## 本文
|---|

小出 去年までは中規模部門でした。従業員数が1000人を超えたので、今年から大規模部門で選出されて。IT企業はどこも優秀な人間の奪い合いです。会社の文化や処遇すべてがトップクラスでなければ、トップタレントは来てくれません。だから働きがいのある環境を整備することは、業績を上げるよりも大事なんですよ。
滝川 「働き方改革」が声高にいわれるなか、右肩上がりの業績もあいまって、そのユニークな施策の数々が注目されていると思うんです。白浜サテライトオフィス(和歌山県・南紀白浜)に看板犬として保護犬を迎える際、私が代表を務める財団のほうに相談していただいたこともあります。

|---|

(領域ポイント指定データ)
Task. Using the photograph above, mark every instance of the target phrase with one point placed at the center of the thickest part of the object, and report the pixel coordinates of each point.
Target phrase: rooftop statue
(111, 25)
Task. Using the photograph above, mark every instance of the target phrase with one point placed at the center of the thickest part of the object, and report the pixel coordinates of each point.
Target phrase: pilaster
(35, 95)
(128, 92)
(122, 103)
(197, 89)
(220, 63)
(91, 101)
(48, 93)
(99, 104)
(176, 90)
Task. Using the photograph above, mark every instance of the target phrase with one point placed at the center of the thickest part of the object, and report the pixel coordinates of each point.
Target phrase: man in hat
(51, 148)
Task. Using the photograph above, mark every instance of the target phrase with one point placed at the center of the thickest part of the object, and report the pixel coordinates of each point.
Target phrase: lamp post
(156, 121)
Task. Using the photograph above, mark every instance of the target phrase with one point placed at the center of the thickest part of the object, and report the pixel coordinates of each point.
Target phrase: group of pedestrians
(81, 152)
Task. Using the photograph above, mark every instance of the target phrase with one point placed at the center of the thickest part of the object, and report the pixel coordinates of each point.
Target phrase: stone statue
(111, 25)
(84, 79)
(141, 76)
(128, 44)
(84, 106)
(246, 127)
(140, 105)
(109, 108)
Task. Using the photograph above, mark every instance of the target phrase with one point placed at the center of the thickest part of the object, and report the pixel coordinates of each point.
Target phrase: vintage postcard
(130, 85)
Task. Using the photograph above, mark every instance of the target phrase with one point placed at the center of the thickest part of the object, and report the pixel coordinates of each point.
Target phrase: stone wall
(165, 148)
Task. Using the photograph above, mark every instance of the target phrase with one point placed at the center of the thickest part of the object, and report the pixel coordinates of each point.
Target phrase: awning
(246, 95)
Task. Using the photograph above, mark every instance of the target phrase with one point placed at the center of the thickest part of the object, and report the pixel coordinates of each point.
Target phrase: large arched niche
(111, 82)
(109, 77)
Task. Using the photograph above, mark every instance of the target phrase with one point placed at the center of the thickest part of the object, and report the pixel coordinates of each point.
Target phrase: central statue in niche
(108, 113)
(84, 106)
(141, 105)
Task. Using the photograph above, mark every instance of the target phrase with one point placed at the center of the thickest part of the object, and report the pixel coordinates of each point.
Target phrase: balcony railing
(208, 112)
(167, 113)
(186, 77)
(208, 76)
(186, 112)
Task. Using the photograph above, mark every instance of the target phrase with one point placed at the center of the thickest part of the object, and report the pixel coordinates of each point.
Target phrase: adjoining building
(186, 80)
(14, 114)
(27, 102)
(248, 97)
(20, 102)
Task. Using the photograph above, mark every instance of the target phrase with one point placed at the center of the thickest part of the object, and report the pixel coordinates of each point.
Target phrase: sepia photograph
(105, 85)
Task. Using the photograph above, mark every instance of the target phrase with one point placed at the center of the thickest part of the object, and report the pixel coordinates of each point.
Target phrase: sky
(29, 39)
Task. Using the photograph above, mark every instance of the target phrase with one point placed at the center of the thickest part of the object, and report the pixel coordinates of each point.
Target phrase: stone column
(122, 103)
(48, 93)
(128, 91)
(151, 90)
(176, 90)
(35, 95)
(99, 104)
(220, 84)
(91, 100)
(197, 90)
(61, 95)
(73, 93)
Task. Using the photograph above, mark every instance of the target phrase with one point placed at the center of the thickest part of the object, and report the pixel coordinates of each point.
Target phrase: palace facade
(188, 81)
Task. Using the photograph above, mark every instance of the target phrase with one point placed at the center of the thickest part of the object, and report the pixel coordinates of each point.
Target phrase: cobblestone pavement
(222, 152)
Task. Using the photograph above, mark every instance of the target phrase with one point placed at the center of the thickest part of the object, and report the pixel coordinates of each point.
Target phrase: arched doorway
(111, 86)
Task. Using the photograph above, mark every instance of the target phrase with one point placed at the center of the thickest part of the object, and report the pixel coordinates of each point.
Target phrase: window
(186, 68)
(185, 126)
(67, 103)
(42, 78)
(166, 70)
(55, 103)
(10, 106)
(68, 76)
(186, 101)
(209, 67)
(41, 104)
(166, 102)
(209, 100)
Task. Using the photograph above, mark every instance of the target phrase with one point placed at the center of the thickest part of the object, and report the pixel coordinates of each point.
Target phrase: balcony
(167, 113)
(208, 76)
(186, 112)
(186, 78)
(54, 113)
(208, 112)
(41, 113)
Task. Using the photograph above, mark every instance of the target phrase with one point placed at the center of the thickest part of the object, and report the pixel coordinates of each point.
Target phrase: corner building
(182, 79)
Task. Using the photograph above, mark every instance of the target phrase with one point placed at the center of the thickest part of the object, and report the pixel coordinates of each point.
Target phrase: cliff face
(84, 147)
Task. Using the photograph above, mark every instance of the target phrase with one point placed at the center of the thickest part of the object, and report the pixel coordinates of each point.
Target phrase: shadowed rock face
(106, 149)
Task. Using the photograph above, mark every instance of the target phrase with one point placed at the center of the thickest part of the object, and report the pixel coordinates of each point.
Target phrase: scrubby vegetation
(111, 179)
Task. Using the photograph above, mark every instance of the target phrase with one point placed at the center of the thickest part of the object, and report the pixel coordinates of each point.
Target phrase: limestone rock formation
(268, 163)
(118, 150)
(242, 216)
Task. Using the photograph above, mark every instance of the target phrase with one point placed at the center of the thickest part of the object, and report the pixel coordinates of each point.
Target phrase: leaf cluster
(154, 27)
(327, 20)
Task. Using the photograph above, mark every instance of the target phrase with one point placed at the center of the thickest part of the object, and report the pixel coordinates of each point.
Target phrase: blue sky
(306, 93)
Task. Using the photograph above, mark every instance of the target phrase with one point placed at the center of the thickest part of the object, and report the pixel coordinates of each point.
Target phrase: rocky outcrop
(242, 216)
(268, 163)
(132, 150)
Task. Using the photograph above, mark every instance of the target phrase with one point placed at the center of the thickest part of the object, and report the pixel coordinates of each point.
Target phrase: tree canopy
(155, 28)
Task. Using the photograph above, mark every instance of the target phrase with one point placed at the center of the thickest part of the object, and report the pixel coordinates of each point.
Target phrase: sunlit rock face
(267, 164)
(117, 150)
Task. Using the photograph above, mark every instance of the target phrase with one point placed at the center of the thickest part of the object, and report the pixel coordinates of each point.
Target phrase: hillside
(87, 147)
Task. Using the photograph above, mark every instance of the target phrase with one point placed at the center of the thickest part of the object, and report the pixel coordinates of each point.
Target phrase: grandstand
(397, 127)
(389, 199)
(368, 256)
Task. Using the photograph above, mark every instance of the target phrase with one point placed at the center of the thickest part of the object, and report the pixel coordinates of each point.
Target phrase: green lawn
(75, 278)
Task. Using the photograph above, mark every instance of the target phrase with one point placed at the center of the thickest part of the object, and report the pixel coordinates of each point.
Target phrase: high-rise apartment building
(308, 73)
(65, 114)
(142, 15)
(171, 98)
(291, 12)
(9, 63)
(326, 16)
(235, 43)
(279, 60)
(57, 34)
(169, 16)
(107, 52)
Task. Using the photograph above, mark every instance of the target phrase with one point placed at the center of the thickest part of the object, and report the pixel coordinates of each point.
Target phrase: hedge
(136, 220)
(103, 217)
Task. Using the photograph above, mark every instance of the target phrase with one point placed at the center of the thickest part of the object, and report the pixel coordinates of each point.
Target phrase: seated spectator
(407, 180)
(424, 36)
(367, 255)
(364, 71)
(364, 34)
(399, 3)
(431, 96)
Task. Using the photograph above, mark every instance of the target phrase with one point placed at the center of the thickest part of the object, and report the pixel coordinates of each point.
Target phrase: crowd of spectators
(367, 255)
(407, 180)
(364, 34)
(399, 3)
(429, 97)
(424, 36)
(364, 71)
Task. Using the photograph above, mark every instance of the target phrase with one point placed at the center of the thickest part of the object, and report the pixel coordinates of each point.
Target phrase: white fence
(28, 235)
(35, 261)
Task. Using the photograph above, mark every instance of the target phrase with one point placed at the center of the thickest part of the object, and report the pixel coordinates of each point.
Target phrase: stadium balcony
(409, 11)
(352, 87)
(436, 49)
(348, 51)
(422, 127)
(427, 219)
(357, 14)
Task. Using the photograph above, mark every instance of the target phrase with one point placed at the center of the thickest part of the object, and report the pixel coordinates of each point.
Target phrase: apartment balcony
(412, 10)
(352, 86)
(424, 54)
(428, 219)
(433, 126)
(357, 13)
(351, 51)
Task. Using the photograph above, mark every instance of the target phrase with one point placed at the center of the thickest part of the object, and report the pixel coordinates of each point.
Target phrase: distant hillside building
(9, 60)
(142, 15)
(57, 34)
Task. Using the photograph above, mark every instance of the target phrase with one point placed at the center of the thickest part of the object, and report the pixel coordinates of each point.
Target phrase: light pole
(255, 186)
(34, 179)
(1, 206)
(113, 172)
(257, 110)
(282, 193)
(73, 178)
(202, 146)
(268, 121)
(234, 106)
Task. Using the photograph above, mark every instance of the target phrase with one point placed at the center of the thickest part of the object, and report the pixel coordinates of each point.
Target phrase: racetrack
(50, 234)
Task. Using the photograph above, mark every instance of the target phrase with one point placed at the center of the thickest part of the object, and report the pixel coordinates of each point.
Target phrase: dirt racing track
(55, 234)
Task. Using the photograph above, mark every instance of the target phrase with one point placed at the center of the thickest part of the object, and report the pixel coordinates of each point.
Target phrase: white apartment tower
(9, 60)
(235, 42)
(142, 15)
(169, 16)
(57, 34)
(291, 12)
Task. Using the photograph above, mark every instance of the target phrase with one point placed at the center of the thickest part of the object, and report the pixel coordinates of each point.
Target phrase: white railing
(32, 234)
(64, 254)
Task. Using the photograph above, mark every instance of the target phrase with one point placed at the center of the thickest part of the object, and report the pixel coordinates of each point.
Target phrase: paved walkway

|---|

## 作業依頼
本文の「小出 去年までは中規模部門で」から「ていただいたこともあります。」までをすべて、一字一句違えずに書き写してください。 上記の行は使用しません。

## 作業結果
小出 去年までは中規模部門でした。従業員数が1000人を超えたので、今年から大規模部門で選出されて。IT企業はどこも優秀な人間の奪い合いです。会社の文化や処遇すべてがトップクラスでなければ、トップタレントは来てくれません。だから働きがいのある環境を整備することは、業績を上げるよりも大事なんですよ。
滝川 「働き方改革」が声高にいわれるなか、右肩上がりの業績もあいまって、そのユニークな施策の数々が注目されていると思うんです。白浜サテライトオフィス(和歌山県・南紀白浜)に看板犬として保護犬を迎える際、私が代表を務める財団のほうに相談していただいたこともあります。